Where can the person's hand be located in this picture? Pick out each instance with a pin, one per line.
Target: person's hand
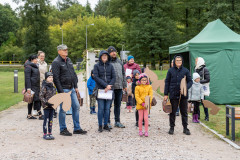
(165, 98)
(76, 90)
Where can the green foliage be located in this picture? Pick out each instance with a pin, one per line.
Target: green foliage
(8, 22)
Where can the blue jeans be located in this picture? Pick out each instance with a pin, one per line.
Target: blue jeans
(103, 110)
(75, 112)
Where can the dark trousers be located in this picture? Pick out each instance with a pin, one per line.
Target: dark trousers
(48, 120)
(117, 104)
(183, 110)
(37, 106)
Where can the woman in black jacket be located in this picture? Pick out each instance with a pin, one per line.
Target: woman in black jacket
(104, 75)
(32, 83)
(204, 78)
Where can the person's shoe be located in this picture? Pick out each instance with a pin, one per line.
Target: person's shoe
(106, 128)
(171, 131)
(46, 137)
(206, 119)
(100, 129)
(119, 125)
(31, 117)
(197, 121)
(80, 131)
(51, 136)
(65, 132)
(146, 134)
(186, 131)
(41, 117)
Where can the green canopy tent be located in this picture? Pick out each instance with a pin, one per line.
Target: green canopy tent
(220, 48)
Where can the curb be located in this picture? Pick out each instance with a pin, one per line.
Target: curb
(213, 131)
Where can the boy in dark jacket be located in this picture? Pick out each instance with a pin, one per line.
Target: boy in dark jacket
(91, 85)
(47, 91)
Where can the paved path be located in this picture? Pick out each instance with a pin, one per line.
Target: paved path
(22, 139)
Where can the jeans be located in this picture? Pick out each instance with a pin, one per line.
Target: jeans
(48, 120)
(117, 104)
(103, 110)
(183, 109)
(75, 112)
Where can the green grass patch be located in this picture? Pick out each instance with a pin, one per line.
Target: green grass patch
(7, 95)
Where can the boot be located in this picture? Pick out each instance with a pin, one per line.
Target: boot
(196, 116)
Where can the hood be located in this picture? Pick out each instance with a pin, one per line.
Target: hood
(200, 63)
(177, 55)
(104, 52)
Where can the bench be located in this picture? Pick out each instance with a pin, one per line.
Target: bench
(234, 115)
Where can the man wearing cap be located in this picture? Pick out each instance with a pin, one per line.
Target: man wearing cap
(65, 79)
(119, 85)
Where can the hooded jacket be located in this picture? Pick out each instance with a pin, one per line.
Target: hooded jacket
(47, 91)
(104, 73)
(32, 78)
(120, 74)
(173, 80)
(202, 71)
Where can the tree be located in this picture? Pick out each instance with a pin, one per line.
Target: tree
(8, 22)
(36, 22)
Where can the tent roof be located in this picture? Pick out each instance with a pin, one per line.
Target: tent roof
(216, 35)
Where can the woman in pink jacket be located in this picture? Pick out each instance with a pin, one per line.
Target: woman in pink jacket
(131, 65)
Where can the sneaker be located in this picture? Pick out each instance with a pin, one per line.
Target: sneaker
(119, 125)
(46, 137)
(65, 132)
(186, 131)
(146, 134)
(51, 136)
(171, 131)
(80, 132)
(106, 128)
(31, 117)
(109, 125)
(100, 129)
(41, 117)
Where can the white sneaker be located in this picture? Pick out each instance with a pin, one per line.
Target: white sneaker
(34, 113)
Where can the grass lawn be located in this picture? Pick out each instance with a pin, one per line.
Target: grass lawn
(217, 122)
(7, 95)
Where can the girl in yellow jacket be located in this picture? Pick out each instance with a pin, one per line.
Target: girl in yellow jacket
(142, 90)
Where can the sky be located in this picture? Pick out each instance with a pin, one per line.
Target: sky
(83, 2)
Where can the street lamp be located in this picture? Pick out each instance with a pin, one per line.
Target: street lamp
(62, 33)
(86, 32)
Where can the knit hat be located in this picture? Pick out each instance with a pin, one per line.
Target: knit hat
(143, 75)
(130, 57)
(195, 76)
(47, 74)
(135, 72)
(111, 49)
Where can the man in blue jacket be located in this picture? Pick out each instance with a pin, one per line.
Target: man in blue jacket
(172, 87)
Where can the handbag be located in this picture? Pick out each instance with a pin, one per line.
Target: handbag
(124, 97)
(154, 102)
(80, 99)
(28, 97)
(190, 107)
(167, 107)
(206, 87)
(105, 95)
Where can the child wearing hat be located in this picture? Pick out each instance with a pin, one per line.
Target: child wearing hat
(195, 95)
(130, 94)
(47, 91)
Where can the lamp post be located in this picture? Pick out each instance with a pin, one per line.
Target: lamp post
(86, 32)
(62, 33)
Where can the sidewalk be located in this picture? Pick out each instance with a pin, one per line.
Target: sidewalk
(22, 139)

=-=-=

Action item >> Omit the pictures, then print the rest of the listing above exactly.

Expected answer >>
Where can the person's hand be located in this picture? Pick out each instance with a pin, one per line.
Target: person's hand
(165, 98)
(76, 90)
Where can the green foliage be located in this picture? Pick out each instance with a pin, one per line.
Target: green foliage
(8, 22)
Where can the blue jeans be located in this picture? Pick out each instance with a pin, one per line.
Target: blue jeans
(103, 110)
(75, 112)
Where can the dark trousers be located in this picture? Pick out each instance with a pin, one per line.
Target: dark trousers
(48, 120)
(117, 104)
(183, 110)
(37, 106)
Where can the woman in black jacket be located in this picture? Pick out each instance with a pin, one per line.
Target: woman in black jacket
(104, 75)
(32, 83)
(204, 78)
Where can the person's shoe be located in this picture? Pick out each instance with a pin, one per line.
Target: person's shoe
(106, 128)
(171, 131)
(46, 137)
(206, 119)
(100, 129)
(119, 125)
(31, 117)
(197, 121)
(80, 131)
(51, 136)
(65, 132)
(146, 134)
(186, 131)
(41, 117)
Where can the green canopy tent be located in this picture? Pick out each instance with a pin, one per line.
Target: green canopy tent
(220, 48)
Where can the curb be located in this picture? Pick out each instance with a pin, one per line.
Target: curb
(213, 131)
Where can the boy in dark jacket be located in this picture? Pick out each instance with a pin, one per line.
Target: boy in dark jacket
(91, 85)
(47, 91)
Where can the paved path be located in this picture? Pick out each instance with a pin, one per line.
Target: paved path
(22, 139)
Where can the jeans be located in this picture? Pick out each instance with a pin, one per line.
Target: jeans
(48, 120)
(117, 104)
(103, 110)
(183, 109)
(75, 112)
Where can the green grass patch be located in this picture? Pick out each instance with a pin, one per line.
Target: green grass patch
(7, 95)
Where can the boot be located in this picture? Pick out each instance with a pin, one per line.
Target: boot
(196, 116)
Where can the hood be located in this picture? Pick out each instance with a pin, one per line.
Target: hood
(200, 63)
(177, 55)
(104, 52)
Where can the bench be located in this picture? Pick out each instance with a pin, one per line.
Target: bench
(234, 115)
Where can the man wearing cap be located in this picture? Pick out each instance with a pin, one per line.
Target: man wearing cap
(65, 79)
(119, 85)
Where can the hooded jacket be located in this picture? Pick out each instance with a pin, one per line.
Target: hooded jacket
(47, 91)
(104, 73)
(32, 78)
(120, 74)
(173, 80)
(202, 71)
Where can the tree be located in this picture? Pick out each instance with a pin, one per line.
Target: tree
(8, 22)
(36, 22)
Where can the tent roof be located in this picture? Pick out each instance with a pin, one per line.
Target: tent roof
(216, 35)
Where can the woman in pink jacket be located in this picture? Pick out each instance with a pin, one per line.
Target: woman in pink jacket
(131, 65)
Where can the sneaker be located in this picture? Pick out each instance with a pin, one per line.
Target: sneaker
(119, 125)
(46, 137)
(65, 132)
(186, 131)
(146, 134)
(51, 136)
(171, 131)
(80, 132)
(106, 128)
(31, 117)
(109, 125)
(100, 129)
(41, 117)
Where can the white sneaker be located in this picture? Pick out each instance with a pin, one per line.
Target: white sneaker
(34, 113)
Where can the grass lawn be located in this picture? Pick out each instance with a pin, one per line.
Target: grass lawn
(217, 122)
(7, 95)
Where can the girl in yellow jacket be located in this picture? Pick out each instance with a pin, one per line.
Target: girl in yellow jacket
(142, 90)
Where can the sky be located in this picture? Pick out each instance with a pin, one per line.
Target: sky
(83, 2)
Where can the street lamp be located in this picture? Pick out each instance with a pin, one per line.
Target: street lamp
(62, 33)
(86, 32)
Where can the knit hat be located in this picture? Pick out each instance with a pin, one per line.
Target: knit hat
(143, 75)
(130, 57)
(195, 76)
(47, 74)
(135, 72)
(111, 49)
Where can the man in blue jacket be located in this picture? Pick out each instance with a pin, one per line.
Target: man in blue jacket
(172, 87)
Where can the handbag be located in this picture? Pick out each instance with a pin, one per line.
Target: handbag
(124, 97)
(154, 102)
(80, 99)
(28, 97)
(190, 107)
(167, 107)
(206, 87)
(105, 95)
Where can the child wearing hat be located in this picture? Pick out each instance with a pin, one per line.
Target: child wearing hat
(195, 95)
(130, 94)
(47, 91)
Where can the lamp post be located in this picture? Pick out each instance with a pin, one per line.
Target: lamp post
(86, 32)
(62, 33)
Where can the sidewalk be located in this picture? Pick out each instance with a pin, one per line.
Target: sidewalk
(22, 139)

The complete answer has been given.